**Record set:**

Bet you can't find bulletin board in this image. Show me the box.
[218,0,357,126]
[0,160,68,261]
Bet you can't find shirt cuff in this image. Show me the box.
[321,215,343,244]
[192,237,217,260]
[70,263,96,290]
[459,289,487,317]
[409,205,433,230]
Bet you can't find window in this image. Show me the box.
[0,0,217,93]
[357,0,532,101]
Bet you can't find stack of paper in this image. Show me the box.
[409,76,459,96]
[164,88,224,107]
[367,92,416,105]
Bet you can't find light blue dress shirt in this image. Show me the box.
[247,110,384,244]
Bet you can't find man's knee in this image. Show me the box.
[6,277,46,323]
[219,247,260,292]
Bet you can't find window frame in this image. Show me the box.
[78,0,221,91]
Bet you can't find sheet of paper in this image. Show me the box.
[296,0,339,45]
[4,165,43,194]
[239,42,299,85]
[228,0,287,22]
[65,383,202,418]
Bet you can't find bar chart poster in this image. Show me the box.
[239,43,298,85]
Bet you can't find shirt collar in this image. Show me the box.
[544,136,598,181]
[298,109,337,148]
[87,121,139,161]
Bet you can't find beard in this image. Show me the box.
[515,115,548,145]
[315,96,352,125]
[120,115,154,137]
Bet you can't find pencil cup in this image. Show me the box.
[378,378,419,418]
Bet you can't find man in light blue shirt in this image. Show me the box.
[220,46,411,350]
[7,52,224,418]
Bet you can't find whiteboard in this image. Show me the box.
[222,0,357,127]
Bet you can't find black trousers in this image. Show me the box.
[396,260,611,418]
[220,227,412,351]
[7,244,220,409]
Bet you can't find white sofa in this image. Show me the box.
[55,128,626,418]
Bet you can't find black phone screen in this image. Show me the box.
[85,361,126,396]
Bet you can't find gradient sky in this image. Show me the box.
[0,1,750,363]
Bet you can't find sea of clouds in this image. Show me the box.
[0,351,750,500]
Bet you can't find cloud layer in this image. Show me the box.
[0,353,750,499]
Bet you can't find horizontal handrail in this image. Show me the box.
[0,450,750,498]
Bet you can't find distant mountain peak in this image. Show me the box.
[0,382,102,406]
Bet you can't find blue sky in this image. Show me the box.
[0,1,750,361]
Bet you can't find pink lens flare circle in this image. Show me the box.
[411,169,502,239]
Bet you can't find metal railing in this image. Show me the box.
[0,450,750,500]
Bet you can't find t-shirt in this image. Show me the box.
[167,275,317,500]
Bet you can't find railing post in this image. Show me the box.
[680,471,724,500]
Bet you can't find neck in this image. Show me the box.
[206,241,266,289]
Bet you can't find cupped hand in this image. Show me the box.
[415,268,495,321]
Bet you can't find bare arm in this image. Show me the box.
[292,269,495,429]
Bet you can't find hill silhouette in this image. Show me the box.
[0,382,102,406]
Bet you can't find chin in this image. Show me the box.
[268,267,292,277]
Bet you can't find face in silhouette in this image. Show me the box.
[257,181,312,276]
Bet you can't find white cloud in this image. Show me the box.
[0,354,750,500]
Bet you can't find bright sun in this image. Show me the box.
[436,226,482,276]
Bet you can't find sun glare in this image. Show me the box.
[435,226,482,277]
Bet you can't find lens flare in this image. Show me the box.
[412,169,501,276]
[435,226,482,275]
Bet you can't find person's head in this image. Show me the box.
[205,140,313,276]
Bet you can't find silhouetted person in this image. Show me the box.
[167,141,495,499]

**Work to be completed:** Copy all of the records above word for word, one line at a time.

**Response to the exercise:**
Bet you can't find bulletin board in this image. Show me the box.
[218,0,357,126]
[0,160,68,261]
Bet you can't find shirt cuff in this image. Show me the box.
[321,215,343,244]
[192,237,217,260]
[70,263,96,290]
[459,289,487,317]
[409,205,433,230]
Bet you can't find window in this image. Show me the box.
[0,0,217,93]
[357,0,532,101]
Bet you can't find stack of paper in this image. Show me the box.
[409,76,459,96]
[164,88,224,107]
[367,92,416,105]
Bet you can't find light blue dress shirt in this image. Show me the box.
[247,110,384,244]
Bet you can't find man's knee in this image. Show me the box.
[6,277,46,323]
[219,247,260,292]
Bet you can't find window frame in this image. Show me the box.
[78,0,221,91]
Bet you can't find sheet of paper in this image. Show me the box.
[296,0,339,45]
[4,165,43,194]
[239,42,299,85]
[228,0,287,22]
[65,383,202,418]
Bet you can't find bar chart poster in this image. Show me the box.
[239,43,298,85]
Bet you can't find shirt collar in this image. Show me the box.
[544,136,598,181]
[298,109,337,148]
[87,121,139,161]
Bet you can't find beard in this image. Show me the box.
[515,115,548,145]
[315,96,352,125]
[120,115,154,137]
Bet you can't find pencil cup in this image. Show me the box.
[378,378,419,418]
Bet you can't find man in light blue shirt in this image. Show me the box.
[220,46,411,350]
[7,52,224,418]
Bet you can't find whiteboard in this image. Show me the box.
[222,0,357,127]
Bet you can't find black trousers in this image. Show me the box.
[396,260,611,418]
[220,227,412,351]
[7,244,220,409]
Bet you can't find white sofa in this image. Show me the box.
[55,128,626,418]
Bet you can't find black phone screen in this image. Show me the box.
[85,361,126,396]
Bet you can't find gradient sky in this image. Show me the box.
[0,1,750,363]
Bet you can't find sea of clouds in this image. Show me the box.
[0,351,750,500]
Bet you can't find cloud layer in this image. Show me the box.
[0,353,750,499]
Bet you can't find horizontal handrail in this image. Show me the box.
[0,450,750,498]
Bet you can't find distant mountain peak in this image. Show me the box.
[0,382,102,406]
Bet you can't find blue sky in this image. Show me the box.
[0,1,750,361]
Bet you can't find pink lens flare circle in this image. Show me the box.
[411,169,502,239]
Bet you can't find metal railing in this image. Show me the box.
[0,450,750,500]
Bet you can't find t-shirt in this image. Show me the box.
[167,275,317,500]
Bet you can't find railing post in this image. Show me the box.
[680,471,724,500]
Bet you can't find neck in this image. Show me the box.
[206,241,266,289]
Bet you can't find cupped hand in this image. Show me the box.
[415,268,495,321]
Bet you can't find bare arm in this image. Show me the box.
[292,269,495,429]
Bet you can't find hill silhouette in this image. Show me the box.
[0,382,102,406]
Bet you can't find chin in this image. Show me the box.
[268,267,292,277]
Bet you can't find face in silhouette in this image. Show me the box.
[257,181,312,276]
Bet you can't find white cloud in this image. Show me the box.
[0,354,750,500]
Bet you can't find bright sun in this image. Show me the box.
[436,226,482,276]
Bet you can't find sun glare in this image. Show me the box.
[435,226,482,277]
Bet you can't find lens flare in this image. Show me the box.
[412,169,501,276]
[435,226,482,275]
Bet you can't find person's head in this image. Show me the box.
[205,140,313,276]
Bet you can't find silhouetted person in this image. Show me the box.
[167,141,495,499]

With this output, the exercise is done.